## TEXTO SELECIONADO
-------

Seus membros propunham libertar-se do trabalho, e não mais libertar o trabalho. Eles abandonaram todas as atividades institucionais e proclamaram, a cada eleição, a “greve do voto”. Em nenhum lugar no mundo tentou-se de maneira tão massiva e continuada associar a crítica do valor a uma atividade prática. Em cada luta engajada, eles procuravam lembrar do fim próximo, e necessário, do capitalismo, do patriarcado, da produção de mercadorias e do valor. Não é preciso dizer que tal esforço nem sempre é bem-sucedido, e que frequentemente existe um hiato entre a teoria radical e as preocupações cotidianas das pessoas comuns.

O que é inesquecível, para aqueles que o testemunharam, é o espírito que reina no grupo (que geralmente conta com algumas dezenas de pessoas), sua solidariedade, sua coesão, sua animação, assim como o amor pela dança e pela música que os habitantes do Nordeste do Brasil consideram como sua característica própria, mesmo em meio à pobreza e à violência presentes na região.

-------

## ENTRADAS FORNECIDAS
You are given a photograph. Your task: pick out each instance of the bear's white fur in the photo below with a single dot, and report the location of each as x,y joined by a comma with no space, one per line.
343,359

-------

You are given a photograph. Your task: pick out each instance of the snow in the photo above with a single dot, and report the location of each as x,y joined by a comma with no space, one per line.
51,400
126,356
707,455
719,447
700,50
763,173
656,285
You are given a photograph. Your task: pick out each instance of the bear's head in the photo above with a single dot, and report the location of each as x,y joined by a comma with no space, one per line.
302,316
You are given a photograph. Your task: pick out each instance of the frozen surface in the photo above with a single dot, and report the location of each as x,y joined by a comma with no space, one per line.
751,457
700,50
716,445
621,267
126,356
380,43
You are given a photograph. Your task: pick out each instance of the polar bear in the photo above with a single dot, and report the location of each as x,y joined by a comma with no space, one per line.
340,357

-------

## INSTRUÇÕES DO EXERCÍCIO
- a) Indique se cada afirmação concorda com o texto selecionado, respondendo sim ou não e citando as palavras do texto que decidem: (i) os membros do grupo abandonaram todas as atividades institucionais; (ii) o grupo geralmente conta com centenas de pessoas; (iii) o esforço de associar a crítica do valor à prática sempre é bem-sucedido.
- b) Filtre as entradas e copie cada linha que contenha a palavra "bear", diferenciando maiúsculas de minúsculas.

## RESULTADOS DO EXERCÍCIO
- a)
(i) Sim: "Eles abandonaram todas as atividades institucionais"
(ii) Não: "que geralmente conta com algumas dezenas de pessoas"
(iii) Não: "tal esforço nem sempre é bem-sucedido"

- b)
You are given a photograph. Your task: pick out each instance of the bear's white fur in the photo below with a single dot, and report the location of each as x,y joined by a comma with no space, one per line.
You are given a photograph. Your task: pick out each instance of the bear's head in the photo above with a single dot, and report the location of each as x,y joined by a comma with no space, one per line.
You are given a photograph. Your task: pick out each instance of the polar bear in the photo above with a single dot, and report the location of each as x,y joined by a comma with no space, one per line.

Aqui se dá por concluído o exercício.